### Written task
Reproduce, word for word, every line starting at the line that contains "texture, one per instance" and ending with the final line of the entries.

(Excerpts of pointing data)
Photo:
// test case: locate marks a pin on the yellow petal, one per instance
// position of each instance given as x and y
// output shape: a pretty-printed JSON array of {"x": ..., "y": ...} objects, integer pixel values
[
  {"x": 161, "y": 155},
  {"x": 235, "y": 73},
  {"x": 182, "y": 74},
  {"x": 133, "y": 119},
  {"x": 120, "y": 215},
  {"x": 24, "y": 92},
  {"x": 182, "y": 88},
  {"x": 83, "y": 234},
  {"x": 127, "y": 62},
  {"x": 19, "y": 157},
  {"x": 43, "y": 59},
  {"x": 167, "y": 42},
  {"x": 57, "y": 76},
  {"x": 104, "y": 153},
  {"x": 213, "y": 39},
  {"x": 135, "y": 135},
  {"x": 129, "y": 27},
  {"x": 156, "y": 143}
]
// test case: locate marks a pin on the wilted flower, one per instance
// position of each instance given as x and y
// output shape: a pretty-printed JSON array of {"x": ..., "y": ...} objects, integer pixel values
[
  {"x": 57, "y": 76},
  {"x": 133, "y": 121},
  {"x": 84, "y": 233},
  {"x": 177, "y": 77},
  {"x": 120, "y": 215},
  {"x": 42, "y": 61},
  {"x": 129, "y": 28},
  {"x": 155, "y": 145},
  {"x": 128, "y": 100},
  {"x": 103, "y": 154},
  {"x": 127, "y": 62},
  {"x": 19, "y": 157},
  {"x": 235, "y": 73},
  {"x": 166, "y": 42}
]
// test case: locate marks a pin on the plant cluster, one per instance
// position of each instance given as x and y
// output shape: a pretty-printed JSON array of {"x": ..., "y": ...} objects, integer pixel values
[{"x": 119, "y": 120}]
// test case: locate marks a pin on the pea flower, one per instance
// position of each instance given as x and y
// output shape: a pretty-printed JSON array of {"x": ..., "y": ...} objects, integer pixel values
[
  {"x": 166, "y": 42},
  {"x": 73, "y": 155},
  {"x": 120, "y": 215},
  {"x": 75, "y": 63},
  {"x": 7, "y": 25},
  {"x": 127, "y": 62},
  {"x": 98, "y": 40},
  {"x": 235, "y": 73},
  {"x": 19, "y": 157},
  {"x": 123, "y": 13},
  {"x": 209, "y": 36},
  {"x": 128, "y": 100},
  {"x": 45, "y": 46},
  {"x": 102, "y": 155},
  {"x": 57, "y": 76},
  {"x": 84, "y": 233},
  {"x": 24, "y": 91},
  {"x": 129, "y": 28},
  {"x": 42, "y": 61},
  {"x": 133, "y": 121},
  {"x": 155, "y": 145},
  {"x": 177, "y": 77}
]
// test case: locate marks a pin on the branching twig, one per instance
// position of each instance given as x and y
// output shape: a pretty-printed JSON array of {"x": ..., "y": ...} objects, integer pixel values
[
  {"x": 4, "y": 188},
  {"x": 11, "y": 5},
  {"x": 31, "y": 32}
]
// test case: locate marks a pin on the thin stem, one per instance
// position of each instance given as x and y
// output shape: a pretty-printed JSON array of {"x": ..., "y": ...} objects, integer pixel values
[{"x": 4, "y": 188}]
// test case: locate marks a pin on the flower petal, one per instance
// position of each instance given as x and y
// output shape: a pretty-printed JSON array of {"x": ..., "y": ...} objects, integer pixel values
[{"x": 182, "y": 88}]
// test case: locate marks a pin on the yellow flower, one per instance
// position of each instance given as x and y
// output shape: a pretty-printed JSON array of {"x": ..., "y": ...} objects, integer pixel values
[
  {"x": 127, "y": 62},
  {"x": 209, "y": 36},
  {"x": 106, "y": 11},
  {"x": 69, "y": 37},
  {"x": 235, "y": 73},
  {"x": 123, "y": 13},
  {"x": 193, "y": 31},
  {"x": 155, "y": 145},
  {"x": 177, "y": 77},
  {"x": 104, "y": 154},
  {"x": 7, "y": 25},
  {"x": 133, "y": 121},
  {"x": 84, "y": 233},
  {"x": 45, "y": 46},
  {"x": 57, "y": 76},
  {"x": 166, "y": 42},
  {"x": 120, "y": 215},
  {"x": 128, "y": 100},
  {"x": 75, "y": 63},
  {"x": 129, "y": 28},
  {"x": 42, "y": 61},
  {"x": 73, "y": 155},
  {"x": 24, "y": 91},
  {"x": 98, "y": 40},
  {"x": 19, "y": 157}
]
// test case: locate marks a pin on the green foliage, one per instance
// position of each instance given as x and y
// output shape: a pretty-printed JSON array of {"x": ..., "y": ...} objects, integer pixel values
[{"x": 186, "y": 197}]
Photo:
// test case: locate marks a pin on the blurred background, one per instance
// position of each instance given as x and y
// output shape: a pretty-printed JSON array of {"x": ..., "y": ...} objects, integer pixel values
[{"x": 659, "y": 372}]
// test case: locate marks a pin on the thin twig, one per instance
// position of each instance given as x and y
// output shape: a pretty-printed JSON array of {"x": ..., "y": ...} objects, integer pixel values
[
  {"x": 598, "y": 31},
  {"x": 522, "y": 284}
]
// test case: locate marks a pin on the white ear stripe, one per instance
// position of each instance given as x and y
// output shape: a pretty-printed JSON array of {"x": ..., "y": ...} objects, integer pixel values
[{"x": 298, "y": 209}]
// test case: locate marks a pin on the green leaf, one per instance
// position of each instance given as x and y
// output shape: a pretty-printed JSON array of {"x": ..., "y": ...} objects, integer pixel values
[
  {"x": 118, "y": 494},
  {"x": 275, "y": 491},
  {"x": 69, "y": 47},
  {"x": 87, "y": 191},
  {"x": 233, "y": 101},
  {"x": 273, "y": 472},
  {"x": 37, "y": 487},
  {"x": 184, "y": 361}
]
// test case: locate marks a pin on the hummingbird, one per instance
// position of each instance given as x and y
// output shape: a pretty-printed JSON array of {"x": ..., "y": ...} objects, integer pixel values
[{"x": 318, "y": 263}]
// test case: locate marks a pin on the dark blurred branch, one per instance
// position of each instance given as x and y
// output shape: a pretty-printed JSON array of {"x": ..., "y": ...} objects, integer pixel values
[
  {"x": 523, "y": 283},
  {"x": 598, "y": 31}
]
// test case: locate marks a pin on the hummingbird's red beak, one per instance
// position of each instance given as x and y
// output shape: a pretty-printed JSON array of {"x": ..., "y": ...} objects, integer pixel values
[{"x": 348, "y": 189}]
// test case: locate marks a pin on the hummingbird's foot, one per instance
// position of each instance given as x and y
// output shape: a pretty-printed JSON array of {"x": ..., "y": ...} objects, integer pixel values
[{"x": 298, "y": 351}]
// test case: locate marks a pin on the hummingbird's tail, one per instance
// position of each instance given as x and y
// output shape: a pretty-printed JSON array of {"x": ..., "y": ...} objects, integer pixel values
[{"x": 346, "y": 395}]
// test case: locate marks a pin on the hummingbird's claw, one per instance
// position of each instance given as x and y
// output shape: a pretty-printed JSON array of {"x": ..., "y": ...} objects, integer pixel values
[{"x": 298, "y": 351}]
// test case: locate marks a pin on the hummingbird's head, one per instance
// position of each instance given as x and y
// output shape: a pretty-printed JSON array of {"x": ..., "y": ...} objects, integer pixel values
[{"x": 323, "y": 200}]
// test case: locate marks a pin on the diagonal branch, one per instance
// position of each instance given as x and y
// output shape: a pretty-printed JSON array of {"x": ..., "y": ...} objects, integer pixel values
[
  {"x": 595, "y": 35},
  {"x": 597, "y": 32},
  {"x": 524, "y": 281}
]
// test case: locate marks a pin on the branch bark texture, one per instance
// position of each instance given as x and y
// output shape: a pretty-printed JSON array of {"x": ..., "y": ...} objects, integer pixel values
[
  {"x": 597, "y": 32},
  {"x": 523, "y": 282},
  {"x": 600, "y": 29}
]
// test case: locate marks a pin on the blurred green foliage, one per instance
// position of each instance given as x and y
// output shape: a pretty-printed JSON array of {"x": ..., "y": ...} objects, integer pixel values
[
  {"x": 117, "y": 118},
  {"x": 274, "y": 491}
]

### Correct answer
// test case: locate marks a pin on the branch bark texture, one per instance
// position of each instance given as x and y
// output shape: a pretty-printed JSON array of {"x": ..., "y": ...} objects, integer pixel values
[
  {"x": 597, "y": 32},
  {"x": 523, "y": 282},
  {"x": 600, "y": 29}
]
// test case: locate marks a pin on the blurred green foliage, one per instance
// position of each instance given as x and y
// output shape: a pretty-printed JSON array of {"x": ..., "y": ...} objects, integer pixel values
[
  {"x": 117, "y": 118},
  {"x": 274, "y": 491}
]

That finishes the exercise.